▶ Set exercise
Switch "lane tally" to "lane count" throughout the items below and leave everything else unchanged.

▶ Task data
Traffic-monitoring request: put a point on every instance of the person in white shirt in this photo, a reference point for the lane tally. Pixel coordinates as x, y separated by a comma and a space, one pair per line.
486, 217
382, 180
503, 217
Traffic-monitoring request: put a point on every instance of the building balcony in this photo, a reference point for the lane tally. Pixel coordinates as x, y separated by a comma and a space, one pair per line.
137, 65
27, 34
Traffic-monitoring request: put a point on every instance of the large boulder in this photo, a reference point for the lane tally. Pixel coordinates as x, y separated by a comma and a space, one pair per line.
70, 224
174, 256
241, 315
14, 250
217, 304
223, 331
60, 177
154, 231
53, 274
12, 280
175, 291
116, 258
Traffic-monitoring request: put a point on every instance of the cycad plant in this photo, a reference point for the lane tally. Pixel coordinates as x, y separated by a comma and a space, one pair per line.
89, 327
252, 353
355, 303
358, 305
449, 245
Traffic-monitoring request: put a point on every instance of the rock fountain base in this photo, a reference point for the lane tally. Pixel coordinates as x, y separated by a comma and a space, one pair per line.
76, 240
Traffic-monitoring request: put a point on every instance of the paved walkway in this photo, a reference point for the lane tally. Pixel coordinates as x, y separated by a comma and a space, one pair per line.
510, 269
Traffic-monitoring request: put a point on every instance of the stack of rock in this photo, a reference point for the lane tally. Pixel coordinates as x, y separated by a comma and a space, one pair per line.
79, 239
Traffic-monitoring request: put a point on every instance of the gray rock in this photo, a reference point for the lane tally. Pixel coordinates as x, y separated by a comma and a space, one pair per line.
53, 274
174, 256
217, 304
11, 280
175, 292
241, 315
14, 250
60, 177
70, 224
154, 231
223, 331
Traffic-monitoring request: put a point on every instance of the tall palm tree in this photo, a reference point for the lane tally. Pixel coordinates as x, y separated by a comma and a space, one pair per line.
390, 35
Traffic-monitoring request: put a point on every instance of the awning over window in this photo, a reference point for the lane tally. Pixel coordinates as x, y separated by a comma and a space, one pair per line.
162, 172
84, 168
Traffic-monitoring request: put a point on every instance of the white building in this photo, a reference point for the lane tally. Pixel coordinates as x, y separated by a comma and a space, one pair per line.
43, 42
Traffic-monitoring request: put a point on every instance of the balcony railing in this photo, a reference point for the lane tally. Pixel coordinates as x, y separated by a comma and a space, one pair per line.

▶ Response to the exercise
Traffic-monitoring request: put a point on every instance of the person in white shirt in this photo, a reference point for the lane count. Pixel coordinates as x, y separated by a comma and a space, one pair per line.
486, 217
382, 180
503, 217
Traffic-monitoring request: put a point on every instance of the building balcony in this photo, a reference point for the lane count. Pixel coordinates as x, y separated by a comma and a space, one pair per line.
137, 65
27, 34
Traffic-monitoring request: put a point on every instance of the large boulder in this photo, a reference point for the lane count. Pixel coordinates as x, y separated by a comma and a space, one pair per line.
70, 224
174, 256
241, 315
14, 250
217, 304
223, 331
60, 177
154, 231
53, 274
12, 280
175, 291
116, 258
Traffic-monitoring request: put a point on every instance of the cycad plant in this photo, a reference point for the lane count. Pixel coordinates as x, y separated by a comma and a space, one pair per line.
89, 327
252, 353
355, 303
358, 305
449, 245
Traffic-monitoring request: put a point on every instance of the rock fountain base in this photo, a reference point for the lane count. Pixel coordinates as x, y separated by a comma and a space, one pair per line.
76, 240
Traffic-monitoring request: put a point on every instance of the paved walkway in this photo, a reference point for the lane count. Pixel coordinates as x, y separated by a comma and a space, one pair per line.
510, 269
Traffic-monitoring request: put a point on every instance of the stack of rock in this photo, a reference point for the lane count. Pixel coordinates as x, y separated by a comma and a space, one pair per line.
79, 239
Traffic-monitoring request: put a point on every instance of the gray rock in this photo, a reference point for the lane count. Pixel coordinates as x, y separated by a comma and a space, one pair per line.
53, 274
174, 256
217, 304
11, 280
175, 292
241, 315
14, 250
60, 177
70, 224
154, 231
223, 331
Traffic-monitoring request: put a point on every instance of the tall palm tree in this photo, a reference point for the lane count. Pixel coordinates as x, y separated by a comma and a space, one pair per line.
390, 35
Traffic-monitoring request: put a point on every instance of the awning over window in this photo, a reference point for the lane count. Pixel coordinates as x, y separated by a comma and a space, one pair per line.
162, 172
84, 168
Traffic-monitoring request: put a point on every instance of the white building in this photo, a reference point for the lane count. Pixel coordinates as x, y separated by a comma and a space, one pair per line.
43, 42
Traffic-monitoring request: put a point on every instance of the balcony railing in this photo, a reference point for the lane count. Pixel coordinates as x, y separated by a comma and a space, one pair per line.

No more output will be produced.